# Exercise
Could you reproduce the part of the data below that opens with the line containing "of the shoreline" and runs through the end of the data, keeping every request, but with each point coordinate in the answers scaled by 0.4 and rounded to a whole number, halves rounding up?

Pointing and labeling data:
──────────

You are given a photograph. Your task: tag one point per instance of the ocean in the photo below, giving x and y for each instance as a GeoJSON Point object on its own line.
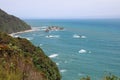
{"type": "Point", "coordinates": [86, 47]}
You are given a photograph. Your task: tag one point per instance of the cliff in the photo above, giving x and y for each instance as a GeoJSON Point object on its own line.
{"type": "Point", "coordinates": [20, 60]}
{"type": "Point", "coordinates": [11, 24]}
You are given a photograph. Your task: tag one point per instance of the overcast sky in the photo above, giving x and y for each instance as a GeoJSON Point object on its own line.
{"type": "Point", "coordinates": [62, 8]}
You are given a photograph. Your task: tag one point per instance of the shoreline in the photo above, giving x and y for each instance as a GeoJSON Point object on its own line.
{"type": "Point", "coordinates": [30, 30]}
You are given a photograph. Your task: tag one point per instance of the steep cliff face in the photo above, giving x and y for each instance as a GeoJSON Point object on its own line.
{"type": "Point", "coordinates": [20, 60]}
{"type": "Point", "coordinates": [11, 24]}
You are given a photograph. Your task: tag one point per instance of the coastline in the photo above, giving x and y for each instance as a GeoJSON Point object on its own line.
{"type": "Point", "coordinates": [30, 30]}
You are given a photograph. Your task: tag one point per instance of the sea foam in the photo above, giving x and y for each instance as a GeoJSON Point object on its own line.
{"type": "Point", "coordinates": [82, 51]}
{"type": "Point", "coordinates": [63, 70]}
{"type": "Point", "coordinates": [78, 36]}
{"type": "Point", "coordinates": [52, 36]}
{"type": "Point", "coordinates": [53, 55]}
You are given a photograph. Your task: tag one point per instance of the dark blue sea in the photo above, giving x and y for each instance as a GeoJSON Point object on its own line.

──────────

# Worked answer
You are given a photograph. Your task: tag one point per instance of the shoreline in the photo above, giving x and y for each instance as a GeoJSON Point object on its own line.
{"type": "Point", "coordinates": [12, 12]}
You are given a photograph. Your task: tag one point per instance of the steep cliff face in the photo above, giving x and y for each instance as a GeoJSON Point object on its own line.
{"type": "Point", "coordinates": [8, 24]}
{"type": "Point", "coordinates": [4, 10]}
You are given a photograph. Your task: tag one point per instance of the coastline in the photo above, giving x and y for each instance as a GeoJSON Point object on its own line.
{"type": "Point", "coordinates": [12, 12]}
You are given a photograph. Your task: tag one point per instance of the sea foam in the photo above, giving x and y for each instance as a GeoJSON Point object on its own line.
{"type": "Point", "coordinates": [33, 20]}
{"type": "Point", "coordinates": [25, 28]}
{"type": "Point", "coordinates": [31, 14]}
{"type": "Point", "coordinates": [21, 14]}
{"type": "Point", "coordinates": [21, 22]}
You are given a photograph. Your task: tag one point per instance of the dark blue sea in the photo above, giving x and y for each instance as a GeoJSON Point object on its own line.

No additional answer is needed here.